**Required tasks**
- a) In the article about Caribbean Producers Jamaica, what sales figure did the CPJ Group record in the first six months of its 2020 financial year?
- b) Reproduce the part of the article about Caribbean Producers Jamaica that opens with the words containing "As the largest" and closes with "in June 2020.".

Plummeting sales compounded by declining revenues

By Durrant Pate
Jamaica’s leading supplier of food and beverages to the hospitality sector, Caribbean Producers Jamaica (CPJ) Ltd, has detailed the financial hemorrhaging from the COVID-19 pandemic that has seen both sales and revenue plummet.
Performance in the first six months of its 2020 financial year saw CPJ Group recording strong sales of US$59.47 million and profitability of US$0.62 million. The company was on track to deliver a robust financial performance for the fiscal year ending June 2020, but things went downhill with the onset of COVID-19, resulting in the unexpected shutdown of hotels both onshore and offshore.
As the largest supplier of food and beverages to the hotel sector, CPJ was severely impacted. In its just released 2020 annual report, the company says sales plummeted from the month of March 2020 and continued to be adversely affected until the end of the fiscal year in June 2020.

**Records excerpted from a collection**

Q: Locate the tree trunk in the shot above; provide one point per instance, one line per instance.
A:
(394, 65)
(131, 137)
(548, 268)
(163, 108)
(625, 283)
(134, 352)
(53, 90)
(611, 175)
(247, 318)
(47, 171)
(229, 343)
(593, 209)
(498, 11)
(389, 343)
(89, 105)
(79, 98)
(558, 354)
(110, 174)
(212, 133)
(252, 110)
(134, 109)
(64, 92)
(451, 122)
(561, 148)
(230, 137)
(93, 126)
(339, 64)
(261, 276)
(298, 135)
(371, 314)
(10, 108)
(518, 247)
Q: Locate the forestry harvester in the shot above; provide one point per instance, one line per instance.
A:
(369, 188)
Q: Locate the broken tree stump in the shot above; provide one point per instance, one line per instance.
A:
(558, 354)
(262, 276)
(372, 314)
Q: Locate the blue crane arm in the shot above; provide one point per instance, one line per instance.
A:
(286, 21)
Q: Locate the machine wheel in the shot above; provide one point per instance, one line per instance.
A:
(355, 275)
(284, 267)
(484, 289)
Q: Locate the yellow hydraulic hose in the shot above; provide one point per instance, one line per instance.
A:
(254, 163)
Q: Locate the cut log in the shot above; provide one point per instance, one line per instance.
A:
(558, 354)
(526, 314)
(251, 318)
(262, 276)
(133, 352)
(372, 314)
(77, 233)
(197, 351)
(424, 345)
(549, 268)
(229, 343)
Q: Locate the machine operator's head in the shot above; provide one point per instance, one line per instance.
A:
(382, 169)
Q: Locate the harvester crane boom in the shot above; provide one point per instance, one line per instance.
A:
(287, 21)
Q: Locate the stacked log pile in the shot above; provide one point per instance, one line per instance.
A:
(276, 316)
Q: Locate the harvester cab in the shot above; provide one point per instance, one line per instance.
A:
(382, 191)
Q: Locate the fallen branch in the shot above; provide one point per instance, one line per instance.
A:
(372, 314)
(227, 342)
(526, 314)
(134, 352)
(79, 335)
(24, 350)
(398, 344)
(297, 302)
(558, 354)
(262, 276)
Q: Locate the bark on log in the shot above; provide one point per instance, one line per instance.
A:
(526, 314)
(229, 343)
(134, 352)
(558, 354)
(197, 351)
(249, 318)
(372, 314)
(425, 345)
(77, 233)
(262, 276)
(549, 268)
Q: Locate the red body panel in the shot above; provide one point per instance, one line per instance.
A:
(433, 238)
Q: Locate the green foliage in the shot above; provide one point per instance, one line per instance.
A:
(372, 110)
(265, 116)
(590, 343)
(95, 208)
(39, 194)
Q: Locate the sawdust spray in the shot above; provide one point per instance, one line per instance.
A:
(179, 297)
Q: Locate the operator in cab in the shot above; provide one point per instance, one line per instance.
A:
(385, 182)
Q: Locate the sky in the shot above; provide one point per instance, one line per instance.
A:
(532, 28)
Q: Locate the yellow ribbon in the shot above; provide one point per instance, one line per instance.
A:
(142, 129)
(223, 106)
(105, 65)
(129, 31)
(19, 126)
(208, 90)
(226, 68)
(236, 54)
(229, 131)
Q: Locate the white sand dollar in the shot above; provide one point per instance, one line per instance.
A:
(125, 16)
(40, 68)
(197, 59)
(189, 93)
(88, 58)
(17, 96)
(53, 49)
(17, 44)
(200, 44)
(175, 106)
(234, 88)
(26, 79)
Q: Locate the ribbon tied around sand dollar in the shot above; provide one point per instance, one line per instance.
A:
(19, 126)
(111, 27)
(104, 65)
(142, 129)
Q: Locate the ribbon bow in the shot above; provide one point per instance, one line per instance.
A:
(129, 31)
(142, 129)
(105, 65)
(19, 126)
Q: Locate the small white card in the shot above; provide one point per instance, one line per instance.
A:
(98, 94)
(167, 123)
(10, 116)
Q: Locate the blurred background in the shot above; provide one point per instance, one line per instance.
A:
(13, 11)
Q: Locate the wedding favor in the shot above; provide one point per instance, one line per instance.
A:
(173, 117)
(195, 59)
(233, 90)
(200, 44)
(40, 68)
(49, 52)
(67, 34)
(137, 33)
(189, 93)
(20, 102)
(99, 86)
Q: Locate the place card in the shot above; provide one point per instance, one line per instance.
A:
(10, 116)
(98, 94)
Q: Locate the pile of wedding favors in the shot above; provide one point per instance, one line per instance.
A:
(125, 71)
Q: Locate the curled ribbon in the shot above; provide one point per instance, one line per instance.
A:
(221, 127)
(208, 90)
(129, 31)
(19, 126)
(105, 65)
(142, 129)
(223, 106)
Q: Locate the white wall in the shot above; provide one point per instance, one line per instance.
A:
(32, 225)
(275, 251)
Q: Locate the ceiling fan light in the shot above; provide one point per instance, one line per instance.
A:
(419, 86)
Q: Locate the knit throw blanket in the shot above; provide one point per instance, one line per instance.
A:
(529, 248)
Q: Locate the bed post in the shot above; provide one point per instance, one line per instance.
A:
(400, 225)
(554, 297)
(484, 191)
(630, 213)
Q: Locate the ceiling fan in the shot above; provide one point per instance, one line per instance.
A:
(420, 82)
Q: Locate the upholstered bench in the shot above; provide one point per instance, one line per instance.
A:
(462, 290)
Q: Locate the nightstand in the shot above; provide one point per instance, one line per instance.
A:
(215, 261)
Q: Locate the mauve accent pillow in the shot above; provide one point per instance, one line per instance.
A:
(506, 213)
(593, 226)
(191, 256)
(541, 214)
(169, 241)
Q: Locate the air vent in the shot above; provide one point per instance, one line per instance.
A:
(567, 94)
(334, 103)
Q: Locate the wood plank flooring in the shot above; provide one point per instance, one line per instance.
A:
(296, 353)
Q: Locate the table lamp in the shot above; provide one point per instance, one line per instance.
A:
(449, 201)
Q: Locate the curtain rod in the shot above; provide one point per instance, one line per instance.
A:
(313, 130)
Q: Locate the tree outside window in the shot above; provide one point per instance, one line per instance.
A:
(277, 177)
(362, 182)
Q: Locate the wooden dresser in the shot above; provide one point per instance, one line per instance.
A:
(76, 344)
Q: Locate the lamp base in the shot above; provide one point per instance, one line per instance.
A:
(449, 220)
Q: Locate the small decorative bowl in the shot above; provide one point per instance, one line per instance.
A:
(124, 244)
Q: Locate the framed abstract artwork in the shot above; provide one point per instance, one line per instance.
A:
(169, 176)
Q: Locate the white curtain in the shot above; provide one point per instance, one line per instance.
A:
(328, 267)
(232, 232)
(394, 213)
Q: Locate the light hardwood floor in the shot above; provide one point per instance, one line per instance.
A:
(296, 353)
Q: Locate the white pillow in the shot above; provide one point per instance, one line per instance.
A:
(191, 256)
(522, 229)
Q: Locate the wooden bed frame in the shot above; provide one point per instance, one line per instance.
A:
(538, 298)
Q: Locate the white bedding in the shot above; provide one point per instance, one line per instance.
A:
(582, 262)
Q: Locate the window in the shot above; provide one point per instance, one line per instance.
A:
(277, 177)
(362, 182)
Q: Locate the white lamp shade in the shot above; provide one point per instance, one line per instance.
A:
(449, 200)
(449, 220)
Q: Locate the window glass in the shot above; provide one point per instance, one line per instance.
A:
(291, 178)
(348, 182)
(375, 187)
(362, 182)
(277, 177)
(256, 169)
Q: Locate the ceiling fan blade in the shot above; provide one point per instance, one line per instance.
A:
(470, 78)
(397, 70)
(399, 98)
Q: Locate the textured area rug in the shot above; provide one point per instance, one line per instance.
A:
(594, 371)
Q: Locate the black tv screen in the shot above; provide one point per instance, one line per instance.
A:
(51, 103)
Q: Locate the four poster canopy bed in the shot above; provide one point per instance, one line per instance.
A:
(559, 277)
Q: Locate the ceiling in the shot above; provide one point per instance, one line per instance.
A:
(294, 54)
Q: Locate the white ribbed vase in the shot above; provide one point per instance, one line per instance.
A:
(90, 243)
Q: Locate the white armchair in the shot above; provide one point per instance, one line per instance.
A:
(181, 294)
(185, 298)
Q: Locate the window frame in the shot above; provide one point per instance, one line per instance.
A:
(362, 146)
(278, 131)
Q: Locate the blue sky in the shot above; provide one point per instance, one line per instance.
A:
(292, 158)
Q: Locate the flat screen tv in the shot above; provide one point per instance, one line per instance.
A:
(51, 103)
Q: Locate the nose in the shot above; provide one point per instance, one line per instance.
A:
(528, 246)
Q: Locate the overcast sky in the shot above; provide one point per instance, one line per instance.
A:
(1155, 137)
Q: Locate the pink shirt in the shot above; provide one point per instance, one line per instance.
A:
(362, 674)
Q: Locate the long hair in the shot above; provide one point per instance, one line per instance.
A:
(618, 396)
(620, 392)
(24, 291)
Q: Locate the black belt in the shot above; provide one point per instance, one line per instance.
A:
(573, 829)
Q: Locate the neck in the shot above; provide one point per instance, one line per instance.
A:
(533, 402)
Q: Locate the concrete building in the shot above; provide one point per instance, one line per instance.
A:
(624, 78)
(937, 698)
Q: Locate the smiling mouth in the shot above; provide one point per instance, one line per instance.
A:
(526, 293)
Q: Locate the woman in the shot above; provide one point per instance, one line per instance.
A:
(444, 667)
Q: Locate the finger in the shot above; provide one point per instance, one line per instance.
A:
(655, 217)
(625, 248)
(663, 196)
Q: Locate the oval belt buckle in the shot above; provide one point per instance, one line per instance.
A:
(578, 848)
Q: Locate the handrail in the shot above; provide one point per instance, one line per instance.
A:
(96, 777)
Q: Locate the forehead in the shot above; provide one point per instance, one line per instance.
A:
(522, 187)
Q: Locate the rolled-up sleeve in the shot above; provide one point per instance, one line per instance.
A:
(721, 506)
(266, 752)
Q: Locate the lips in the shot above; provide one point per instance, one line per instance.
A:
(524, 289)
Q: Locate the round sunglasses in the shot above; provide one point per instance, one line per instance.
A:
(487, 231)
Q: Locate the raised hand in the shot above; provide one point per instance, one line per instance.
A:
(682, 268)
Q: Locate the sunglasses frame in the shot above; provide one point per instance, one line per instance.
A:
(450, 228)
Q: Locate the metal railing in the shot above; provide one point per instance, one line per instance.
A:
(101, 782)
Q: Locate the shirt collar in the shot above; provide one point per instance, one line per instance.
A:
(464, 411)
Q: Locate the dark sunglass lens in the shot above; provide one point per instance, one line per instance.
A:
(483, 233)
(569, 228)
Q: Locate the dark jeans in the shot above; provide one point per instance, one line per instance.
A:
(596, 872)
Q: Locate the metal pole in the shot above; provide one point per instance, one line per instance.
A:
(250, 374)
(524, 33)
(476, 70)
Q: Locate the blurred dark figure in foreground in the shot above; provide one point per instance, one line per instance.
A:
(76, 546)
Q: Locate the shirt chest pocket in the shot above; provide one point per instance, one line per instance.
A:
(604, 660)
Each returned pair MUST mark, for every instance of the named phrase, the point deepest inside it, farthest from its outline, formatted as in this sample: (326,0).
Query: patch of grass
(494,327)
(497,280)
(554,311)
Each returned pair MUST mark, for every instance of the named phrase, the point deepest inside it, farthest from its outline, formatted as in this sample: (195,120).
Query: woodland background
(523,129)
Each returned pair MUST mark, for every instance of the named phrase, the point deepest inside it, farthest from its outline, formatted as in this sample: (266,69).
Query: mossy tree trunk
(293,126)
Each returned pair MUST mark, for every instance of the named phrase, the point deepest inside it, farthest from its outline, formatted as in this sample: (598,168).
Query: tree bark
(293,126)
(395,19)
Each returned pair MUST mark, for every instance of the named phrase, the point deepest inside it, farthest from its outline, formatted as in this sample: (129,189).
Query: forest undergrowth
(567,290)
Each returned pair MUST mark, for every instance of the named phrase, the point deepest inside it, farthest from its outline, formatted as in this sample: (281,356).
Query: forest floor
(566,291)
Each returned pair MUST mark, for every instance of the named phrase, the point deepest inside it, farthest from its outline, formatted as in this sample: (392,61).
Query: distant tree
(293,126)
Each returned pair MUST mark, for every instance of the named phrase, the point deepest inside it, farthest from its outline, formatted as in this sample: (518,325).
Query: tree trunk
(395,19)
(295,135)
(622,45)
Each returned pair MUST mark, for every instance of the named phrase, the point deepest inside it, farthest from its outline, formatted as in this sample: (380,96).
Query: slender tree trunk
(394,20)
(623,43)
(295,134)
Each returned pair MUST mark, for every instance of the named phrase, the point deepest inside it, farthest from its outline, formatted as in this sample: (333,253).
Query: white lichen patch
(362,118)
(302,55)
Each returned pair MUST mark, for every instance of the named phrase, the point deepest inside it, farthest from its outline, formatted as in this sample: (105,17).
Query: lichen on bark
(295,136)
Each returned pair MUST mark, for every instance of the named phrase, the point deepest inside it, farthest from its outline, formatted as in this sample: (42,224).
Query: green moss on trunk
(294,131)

**Outputs by task**
- a) US$59.47 million

- b)
As the largest supplier of food and beverages to the hotel sector, CPJ was severely impacted. In its just released 2020 annual report, the company says sales plummeted from the month of March 2020 and continued to be adversely affected until the end of the fiscal year in June 2020.